- **SHORT PROBLEM**: Can the data below be set down again exactly, line for line?
[START OF GIVEN ENTRIES]
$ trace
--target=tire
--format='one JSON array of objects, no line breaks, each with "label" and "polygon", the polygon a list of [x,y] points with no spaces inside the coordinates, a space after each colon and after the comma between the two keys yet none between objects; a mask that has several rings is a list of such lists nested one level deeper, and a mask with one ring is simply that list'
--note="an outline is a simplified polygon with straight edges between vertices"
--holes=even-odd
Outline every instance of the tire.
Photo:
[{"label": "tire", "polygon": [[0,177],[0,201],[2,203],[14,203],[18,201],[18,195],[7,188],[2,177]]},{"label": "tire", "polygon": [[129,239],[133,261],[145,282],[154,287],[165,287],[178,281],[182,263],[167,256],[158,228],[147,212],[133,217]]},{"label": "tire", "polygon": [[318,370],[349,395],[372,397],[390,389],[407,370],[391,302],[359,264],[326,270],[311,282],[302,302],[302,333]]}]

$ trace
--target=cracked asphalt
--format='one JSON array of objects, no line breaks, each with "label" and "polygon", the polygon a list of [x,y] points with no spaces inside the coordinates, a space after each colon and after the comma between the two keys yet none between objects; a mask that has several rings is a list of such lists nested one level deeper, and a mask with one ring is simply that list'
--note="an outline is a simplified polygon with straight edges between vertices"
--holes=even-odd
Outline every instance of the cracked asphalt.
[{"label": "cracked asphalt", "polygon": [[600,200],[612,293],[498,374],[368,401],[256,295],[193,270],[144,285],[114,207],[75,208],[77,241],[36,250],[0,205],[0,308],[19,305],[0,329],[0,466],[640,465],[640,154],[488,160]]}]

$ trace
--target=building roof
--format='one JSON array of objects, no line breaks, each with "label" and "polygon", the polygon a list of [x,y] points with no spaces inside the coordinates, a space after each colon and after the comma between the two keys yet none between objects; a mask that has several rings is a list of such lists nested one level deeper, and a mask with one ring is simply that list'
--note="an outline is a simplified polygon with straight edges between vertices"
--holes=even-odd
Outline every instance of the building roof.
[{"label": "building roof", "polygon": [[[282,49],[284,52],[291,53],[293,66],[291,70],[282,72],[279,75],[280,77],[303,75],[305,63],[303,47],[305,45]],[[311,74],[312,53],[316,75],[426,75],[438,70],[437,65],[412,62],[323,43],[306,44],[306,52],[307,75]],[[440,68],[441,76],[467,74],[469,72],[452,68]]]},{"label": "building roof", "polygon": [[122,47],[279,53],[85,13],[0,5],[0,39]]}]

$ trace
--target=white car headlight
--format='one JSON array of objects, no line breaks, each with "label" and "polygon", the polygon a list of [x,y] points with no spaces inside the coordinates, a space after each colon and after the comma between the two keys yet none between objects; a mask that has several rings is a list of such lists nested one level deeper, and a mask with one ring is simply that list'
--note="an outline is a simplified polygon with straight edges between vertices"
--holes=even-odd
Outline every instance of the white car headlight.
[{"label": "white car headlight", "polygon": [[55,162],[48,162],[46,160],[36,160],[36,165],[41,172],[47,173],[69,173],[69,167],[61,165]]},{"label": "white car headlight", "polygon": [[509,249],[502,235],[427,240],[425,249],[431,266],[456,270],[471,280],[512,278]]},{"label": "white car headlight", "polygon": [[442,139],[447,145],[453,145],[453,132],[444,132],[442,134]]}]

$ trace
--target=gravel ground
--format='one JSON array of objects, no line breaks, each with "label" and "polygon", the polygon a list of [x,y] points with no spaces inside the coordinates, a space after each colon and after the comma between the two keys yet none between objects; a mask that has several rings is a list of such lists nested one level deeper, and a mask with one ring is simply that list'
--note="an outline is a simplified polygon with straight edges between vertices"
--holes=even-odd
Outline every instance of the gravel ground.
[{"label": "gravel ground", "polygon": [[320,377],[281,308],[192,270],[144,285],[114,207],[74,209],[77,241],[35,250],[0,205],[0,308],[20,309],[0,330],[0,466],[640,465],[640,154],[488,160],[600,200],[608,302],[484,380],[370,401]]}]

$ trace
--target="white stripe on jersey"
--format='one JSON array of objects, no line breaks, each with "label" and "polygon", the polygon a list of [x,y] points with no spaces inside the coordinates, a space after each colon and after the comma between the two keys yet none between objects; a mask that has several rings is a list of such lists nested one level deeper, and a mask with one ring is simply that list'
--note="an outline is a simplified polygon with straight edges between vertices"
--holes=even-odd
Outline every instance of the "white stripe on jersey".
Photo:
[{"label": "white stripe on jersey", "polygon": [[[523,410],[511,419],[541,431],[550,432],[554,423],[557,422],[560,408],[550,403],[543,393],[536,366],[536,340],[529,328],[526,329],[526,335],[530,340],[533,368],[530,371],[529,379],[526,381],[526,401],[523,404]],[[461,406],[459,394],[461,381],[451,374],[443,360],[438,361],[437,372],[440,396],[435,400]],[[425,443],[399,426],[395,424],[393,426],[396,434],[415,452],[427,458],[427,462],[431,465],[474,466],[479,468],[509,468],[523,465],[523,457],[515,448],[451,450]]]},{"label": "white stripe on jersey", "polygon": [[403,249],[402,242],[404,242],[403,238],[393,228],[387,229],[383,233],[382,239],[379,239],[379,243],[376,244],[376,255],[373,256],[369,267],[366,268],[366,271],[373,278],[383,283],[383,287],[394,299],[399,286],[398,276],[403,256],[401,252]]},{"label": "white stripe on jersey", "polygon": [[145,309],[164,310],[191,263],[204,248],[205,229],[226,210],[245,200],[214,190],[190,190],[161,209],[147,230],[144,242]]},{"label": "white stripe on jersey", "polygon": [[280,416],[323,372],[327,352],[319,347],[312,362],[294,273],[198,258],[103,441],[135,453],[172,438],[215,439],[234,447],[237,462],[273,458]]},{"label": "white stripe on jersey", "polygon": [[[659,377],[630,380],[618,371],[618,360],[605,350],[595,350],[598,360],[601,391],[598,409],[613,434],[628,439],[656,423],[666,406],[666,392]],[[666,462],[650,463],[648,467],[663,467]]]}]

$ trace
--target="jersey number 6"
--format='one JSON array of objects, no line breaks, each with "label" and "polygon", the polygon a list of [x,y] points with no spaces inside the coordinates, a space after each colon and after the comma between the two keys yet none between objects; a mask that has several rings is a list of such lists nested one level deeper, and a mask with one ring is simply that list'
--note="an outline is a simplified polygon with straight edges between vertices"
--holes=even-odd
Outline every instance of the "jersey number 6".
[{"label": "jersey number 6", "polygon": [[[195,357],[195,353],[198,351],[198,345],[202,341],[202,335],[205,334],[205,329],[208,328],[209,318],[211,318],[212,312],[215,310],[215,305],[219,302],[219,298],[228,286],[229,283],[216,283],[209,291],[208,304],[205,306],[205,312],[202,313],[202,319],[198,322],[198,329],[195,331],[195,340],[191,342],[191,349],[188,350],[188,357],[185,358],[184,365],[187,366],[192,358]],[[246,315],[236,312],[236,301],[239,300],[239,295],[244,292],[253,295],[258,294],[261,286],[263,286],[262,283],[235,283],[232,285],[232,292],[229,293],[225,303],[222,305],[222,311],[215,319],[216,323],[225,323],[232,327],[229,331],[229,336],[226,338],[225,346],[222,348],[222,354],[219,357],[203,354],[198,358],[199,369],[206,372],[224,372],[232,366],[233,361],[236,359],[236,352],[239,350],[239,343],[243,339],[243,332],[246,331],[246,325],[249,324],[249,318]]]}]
[END OF GIVEN ENTRIES]
- **CORRECT RESPONSE**:
$ trace
--target=tire
--format='one JSON array of objects, no line breaks, each with "label" and "polygon", the polygon a list of [x,y] points with no spaces inside the coordinates, a space after each colon and after the comma between the two keys yet none between objects; a mask that has several rings is a list of such lists nested one level deeper, and a mask with one ring is simply that list'
--note="an outline is a simplified polygon with straight edges between vertices"
--holes=even-odd
Outline every instance of the tire.
Photo:
[{"label": "tire", "polygon": [[0,177],[0,201],[2,203],[14,203],[18,201],[18,195],[7,188],[2,177]]},{"label": "tire", "polygon": [[129,239],[133,261],[145,282],[154,287],[165,287],[178,281],[182,263],[167,256],[158,228],[147,212],[133,217]]},{"label": "tire", "polygon": [[318,370],[349,395],[372,397],[390,389],[407,370],[391,302],[359,264],[326,270],[311,282],[302,302],[302,333]]}]

$ trace
--target=cracked asphalt
--format='one JSON array of objects, no line breaks, each with "label" and "polygon", the polygon a list of [x,y] points with no spaces inside the coordinates, a space after each colon and after the comma between the two keys yet none between objects; a mask that has several rings is a list of such lists nested one level deeper, and a mask with one ring is simply that list'
--note="an outline is a simplified polygon with straight edges between vertices"
--holes=even-odd
Outline every instance of the cracked asphalt.
[{"label": "cracked asphalt", "polygon": [[600,200],[612,293],[498,374],[368,401],[256,295],[193,270],[144,285],[114,207],[75,208],[77,241],[36,250],[0,205],[0,308],[19,305],[0,329],[0,466],[640,465],[640,154],[488,160]]}]

$ trace
--target=building roof
--format='one JSON array of objects, no line breaks, each with "label" and "polygon", the polygon a list of [x,y] points with no spaces inside the coordinates, a space after each colon and after the comma between the two keys yet none between objects; a mask that has several rings is a list of such lists nested one level deeper, and a mask with one ring is simply that list'
--note="an outline is a simplified polygon with straight edges between vertices"
--holes=even-odd
Outline every instance of the building roof.
[{"label": "building roof", "polygon": [[[282,49],[284,52],[291,53],[293,66],[291,70],[282,72],[279,75],[280,77],[303,75],[305,63],[303,47],[305,45]],[[311,74],[312,53],[316,75],[426,75],[438,70],[437,65],[412,62],[323,43],[306,44],[306,52],[307,75]],[[440,68],[441,76],[467,74],[469,72],[452,68]]]},{"label": "building roof", "polygon": [[122,47],[279,53],[85,13],[0,5],[0,39]]}]

$ trace
--target=white car headlight
--format='one JSON array of objects, no line breaks, each with "label" and "polygon", the polygon a list of [x,y] points with no spaces inside the coordinates, a space after each colon and after the comma between the two keys yet none between objects; a mask that has several rings is a list of such lists nested one level deeper, and a mask with one ring is simply that list'
--note="an outline is a simplified polygon with straight edges between vertices"
--holes=even-odd
Outline every instance of the white car headlight.
[{"label": "white car headlight", "polygon": [[55,162],[48,162],[46,160],[36,160],[36,165],[41,172],[47,173],[69,173],[69,167],[61,165]]},{"label": "white car headlight", "polygon": [[509,249],[502,235],[427,240],[425,249],[431,266],[456,270],[471,280],[512,278]]},{"label": "white car headlight", "polygon": [[442,139],[447,145],[453,145],[453,132],[444,132],[442,134]]}]

$ trace
--target=gravel ground
--format='one JSON array of objects, no line breaks, each with "label" and "polygon", the polygon a list of [x,y] points with no spaces inside the coordinates, a space after each colon and after the comma between the two keys yet none between objects; a mask that has several rings is a list of such lists nested one level deeper, and a mask with one ring is simply that list'
--note="an outline is a simplified polygon with straight edges between vertices"
--holes=even-odd
Outline every instance of the gravel ground.
[{"label": "gravel ground", "polygon": [[320,377],[281,308],[192,270],[144,285],[114,207],[74,209],[77,241],[35,250],[0,205],[0,308],[20,309],[0,330],[0,466],[640,465],[640,154],[488,160],[600,200],[608,302],[484,380],[370,401]]}]

$ trace
--target="white stripe on jersey"
--format='one JSON array of objects, no line breaks, each with "label" and "polygon", the polygon a list of [x,y] points with no spaces inside the coordinates, a space after each colon and after the comma between the two keys yet none between objects; a mask that has several rings is a list of such lists nested one level deeper, and a mask with one ring is simply that list'
--note="an outline is a simplified polygon with straight edges between vertices"
--holes=even-odd
Outline every instance of the "white stripe on jersey".
Photo:
[{"label": "white stripe on jersey", "polygon": [[[523,410],[511,419],[541,431],[550,432],[554,423],[557,422],[560,408],[550,403],[543,393],[536,366],[536,340],[529,328],[526,329],[526,335],[530,340],[533,368],[530,371],[529,379],[526,381],[526,401],[523,404]],[[461,406],[459,394],[461,381],[451,374],[443,360],[438,361],[437,372],[440,396],[435,400]],[[425,443],[399,426],[395,424],[393,426],[396,434],[415,452],[427,458],[427,462],[431,465],[474,466],[479,468],[509,468],[523,465],[523,457],[515,448],[451,450]]]},{"label": "white stripe on jersey", "polygon": [[403,249],[402,242],[404,242],[403,238],[393,228],[387,229],[383,233],[382,239],[379,239],[379,243],[376,244],[376,255],[373,256],[369,267],[366,268],[366,271],[373,278],[383,283],[383,287],[394,299],[399,286],[398,276],[403,256],[401,252]]},{"label": "white stripe on jersey", "polygon": [[145,309],[164,310],[191,263],[204,248],[205,229],[226,210],[245,200],[214,190],[190,190],[161,209],[147,230],[144,242]]},{"label": "white stripe on jersey", "polygon": [[280,416],[323,372],[327,352],[319,347],[312,362],[294,273],[198,258],[103,441],[135,453],[172,438],[215,439],[234,447],[237,462],[273,458]]},{"label": "white stripe on jersey", "polygon": [[[659,377],[630,380],[618,371],[618,360],[605,350],[595,350],[598,360],[601,391],[598,409],[613,434],[628,439],[656,423],[666,406],[666,392]],[[666,462],[650,463],[648,467],[663,467]]]}]

$ trace
--target="jersey number 6"
--format='one JSON array of objects, no line breaks, each with "label" and "polygon", the polygon a list of [x,y] points with no spaces inside the coordinates, a space after each colon and after the comma between the two keys yet none between objects; a mask that has several rings is a list of such lists nested one level deeper, and a mask with one ring is simply that list'
--note="an outline is a simplified polygon with straight edges between vertices"
--holes=even-odd
Outline every instance of the "jersey number 6".
[{"label": "jersey number 6", "polygon": [[[195,357],[195,353],[198,351],[198,345],[202,341],[202,335],[205,334],[205,329],[208,328],[209,318],[211,318],[212,312],[215,310],[215,305],[219,302],[219,298],[228,286],[229,283],[216,283],[209,291],[208,304],[205,306],[205,312],[202,313],[202,319],[198,322],[198,329],[195,331],[195,340],[191,342],[191,349],[188,350],[188,357],[185,358],[184,365],[187,366],[192,358]],[[246,315],[236,312],[236,301],[239,300],[239,295],[244,292],[253,295],[258,294],[261,286],[263,286],[262,283],[235,283],[232,285],[232,292],[229,293],[225,303],[222,305],[222,311],[215,319],[216,323],[225,323],[232,327],[229,331],[229,336],[226,338],[225,346],[222,348],[222,354],[219,357],[203,354],[198,358],[199,369],[206,372],[224,372],[232,366],[233,361],[236,359],[236,352],[239,350],[239,343],[243,339],[243,332],[246,331],[246,325],[249,324],[249,318]]]}]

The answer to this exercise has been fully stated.